Start of Block

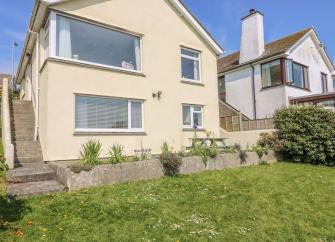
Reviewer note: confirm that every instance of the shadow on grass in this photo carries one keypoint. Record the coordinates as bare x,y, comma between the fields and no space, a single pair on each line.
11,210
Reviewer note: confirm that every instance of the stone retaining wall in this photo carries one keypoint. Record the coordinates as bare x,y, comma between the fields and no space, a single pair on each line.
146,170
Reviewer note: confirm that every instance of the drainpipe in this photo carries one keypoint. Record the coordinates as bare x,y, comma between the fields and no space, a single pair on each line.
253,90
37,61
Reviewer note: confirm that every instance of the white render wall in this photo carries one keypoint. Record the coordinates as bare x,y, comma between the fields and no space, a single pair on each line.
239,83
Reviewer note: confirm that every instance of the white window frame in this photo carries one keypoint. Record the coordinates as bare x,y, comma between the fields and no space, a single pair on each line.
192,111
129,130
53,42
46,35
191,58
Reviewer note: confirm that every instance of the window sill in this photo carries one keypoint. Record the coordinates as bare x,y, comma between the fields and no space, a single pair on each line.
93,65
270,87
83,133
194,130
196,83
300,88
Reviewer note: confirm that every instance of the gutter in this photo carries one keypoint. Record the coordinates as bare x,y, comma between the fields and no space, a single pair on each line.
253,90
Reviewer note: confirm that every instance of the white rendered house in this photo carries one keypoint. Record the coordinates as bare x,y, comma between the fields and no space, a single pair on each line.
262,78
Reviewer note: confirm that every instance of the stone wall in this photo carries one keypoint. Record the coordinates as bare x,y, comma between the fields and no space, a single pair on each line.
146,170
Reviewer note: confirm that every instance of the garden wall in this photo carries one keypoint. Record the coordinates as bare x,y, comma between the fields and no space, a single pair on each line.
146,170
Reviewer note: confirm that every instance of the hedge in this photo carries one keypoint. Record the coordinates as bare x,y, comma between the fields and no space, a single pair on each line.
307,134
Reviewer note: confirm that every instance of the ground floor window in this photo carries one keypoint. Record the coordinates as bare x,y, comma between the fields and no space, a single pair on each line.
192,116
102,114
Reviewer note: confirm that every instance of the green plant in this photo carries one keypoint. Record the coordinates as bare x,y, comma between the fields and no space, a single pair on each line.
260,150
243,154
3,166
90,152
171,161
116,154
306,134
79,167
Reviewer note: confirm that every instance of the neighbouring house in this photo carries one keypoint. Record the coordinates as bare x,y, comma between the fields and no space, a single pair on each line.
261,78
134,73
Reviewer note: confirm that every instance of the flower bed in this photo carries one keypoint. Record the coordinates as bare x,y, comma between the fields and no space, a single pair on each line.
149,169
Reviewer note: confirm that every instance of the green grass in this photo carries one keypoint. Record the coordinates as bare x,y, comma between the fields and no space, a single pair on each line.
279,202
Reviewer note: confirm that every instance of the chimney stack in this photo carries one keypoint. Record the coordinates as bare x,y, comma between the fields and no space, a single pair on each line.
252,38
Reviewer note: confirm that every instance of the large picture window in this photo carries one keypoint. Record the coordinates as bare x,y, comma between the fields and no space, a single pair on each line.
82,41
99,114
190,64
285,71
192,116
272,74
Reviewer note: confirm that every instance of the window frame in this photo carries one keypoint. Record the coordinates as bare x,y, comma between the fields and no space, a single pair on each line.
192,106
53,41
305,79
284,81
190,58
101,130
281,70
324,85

End of Block

What you need to do: Leaving out the pictures, transcribe the material above exactly.

Response:
Reviewer note: confirm that every instance of the shadow on grass in this photo carries one keypoint. Record the coordinates as bare x,y, comma between the fields and no space, a single pair on each line.
11,210
Reviewer note: confirm that every instance of the stone retaining wall in this photo carries one keypoint. Record the coordinates as bare x,y, comma between the fields and no space, a single pair on each line.
146,170
Reviewer note: confirm that every instance of the drainpipe in this photo carries one keypoint. Record the coordinates as bare x,y, comma between the fields and no space, a single pair on each line.
253,90
37,61
Reviewer note: confirm that every instance of the white render wall in this photo carries one keypoint. Record the coordinates as bare x,y, comma between the fields and no space, a single pair on each line.
239,83
Reviewer note: confirm that every instance of the white window frame in this photo carries one keypoint. Record the coordinates as bare x,y, comma between the fields and no space, a single pair on each line.
192,111
129,130
53,42
46,35
191,58
Reviewer note: confirm that every instance of the window sill in this photo carries one keypoint. Record the coordinates as bare x,y, comma between the fields and no space, a single pair on each line.
93,65
270,87
83,133
194,130
196,83
300,88
Reviewer note: confirm that every instance of the gutter in this photo carries one keypoint. Record the coordinates as bare x,y, comma between the fields and no space, a single pair on each line.
253,90
Reviewer note: confirm that every instance of the white rendered house in this photo carries one keypoint. Record the coordinates as bare x,y, comma between the fields and no space, a single pair on each line.
262,78
Reviewer note: confirm that every instance of the stone wall in this photo carries one keypoint. Record the coordinates as bare x,y, comma between the fields and no space, a single pair on each line.
146,170
Reviewer note: confirm that every instance of the garden wall in this photo carries one keypoint. Record the coordinates as bare x,y, comma between the fields and no space, a single pair on each line.
146,170
Reviewer note: confirm that every instance of the hedge in this photo carries one keypoint. Record the coordinates as bare x,y, comma between the fields and no space, a single pair on each line.
307,134
Reviewer note: confirm that every instance of the ground floor window in this photo carries one keypoint. Record the coordinates as bare x,y, comma between the fields and no space, a single pair on each line.
192,116
102,114
Reviewer note: confirm that every instance of the green plant in this photo carries one keypoint. Record the coordinates as bare x,y, comma between the fields and no space, a single pair on each line.
260,150
243,154
3,166
90,152
171,161
116,154
306,134
79,167
Reviewer note: confirm that every instance of the neighbouring house in this photo carries one keypoint. Record the coordinates as bare x,y, comma between the fields and no space, a single pair on each line.
261,78
134,73
Reviewer note: confirm that every instance of the flower bed in this photo carries one keypoint. Record the coordinates as bare x,y, comma between the fields and no space, a single pair on each line.
149,169
Reviewer note: confirm that every instance of the green grass in this photo carries one keypoint. Record the coordinates as bare x,y, comma between the fields and no space, a single pair on each line.
279,202
Reviewer note: confirm that every instance of the chimney stack in this photo carries one keypoint. Record the coordinates as bare x,y, comma between the fields and no space, a single pair on each line.
252,38
Reviewer note: confirm that every instance of the large picture window in this photo carries one keypoint. Record the coordinates as bare x,y, comma between the fields and no space, a single pair on each line.
82,41
99,114
190,64
285,71
192,116
272,74
Reviewer note: confirm that every instance of the window frame in this photo carries one keypoint. Record the coordinates as bare x,y, comma between the fields and no space, a single pair on each line.
192,106
53,41
305,79
284,81
190,58
101,130
281,70
324,85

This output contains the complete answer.